PROBLEM DETAILS =>
Count the lines in the material below that contain the string "format", and reply with that number alone.

[Bounding box annotation entries]
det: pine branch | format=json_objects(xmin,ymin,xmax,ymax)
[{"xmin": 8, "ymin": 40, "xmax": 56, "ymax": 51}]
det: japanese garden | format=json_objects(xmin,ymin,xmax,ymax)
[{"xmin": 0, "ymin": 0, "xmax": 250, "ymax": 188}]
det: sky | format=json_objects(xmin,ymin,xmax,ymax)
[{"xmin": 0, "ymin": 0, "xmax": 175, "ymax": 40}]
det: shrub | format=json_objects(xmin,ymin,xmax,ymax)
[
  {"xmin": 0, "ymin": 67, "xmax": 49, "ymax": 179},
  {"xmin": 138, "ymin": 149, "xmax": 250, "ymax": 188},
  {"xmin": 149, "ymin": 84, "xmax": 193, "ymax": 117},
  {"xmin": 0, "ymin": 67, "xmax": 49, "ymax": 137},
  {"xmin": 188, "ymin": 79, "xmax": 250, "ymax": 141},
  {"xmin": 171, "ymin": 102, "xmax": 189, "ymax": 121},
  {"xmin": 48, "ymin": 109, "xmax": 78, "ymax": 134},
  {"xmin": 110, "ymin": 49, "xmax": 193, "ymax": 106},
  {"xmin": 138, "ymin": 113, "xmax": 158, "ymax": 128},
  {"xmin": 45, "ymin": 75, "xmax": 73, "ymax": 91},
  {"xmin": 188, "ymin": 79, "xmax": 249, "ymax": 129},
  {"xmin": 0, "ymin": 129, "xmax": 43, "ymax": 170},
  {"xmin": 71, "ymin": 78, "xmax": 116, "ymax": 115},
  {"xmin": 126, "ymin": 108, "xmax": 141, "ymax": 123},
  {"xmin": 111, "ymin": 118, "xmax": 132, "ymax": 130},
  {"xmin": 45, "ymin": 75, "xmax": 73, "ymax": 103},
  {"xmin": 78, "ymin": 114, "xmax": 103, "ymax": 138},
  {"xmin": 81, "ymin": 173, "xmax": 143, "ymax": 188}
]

RESULT OF THIS EXERCISE =>
4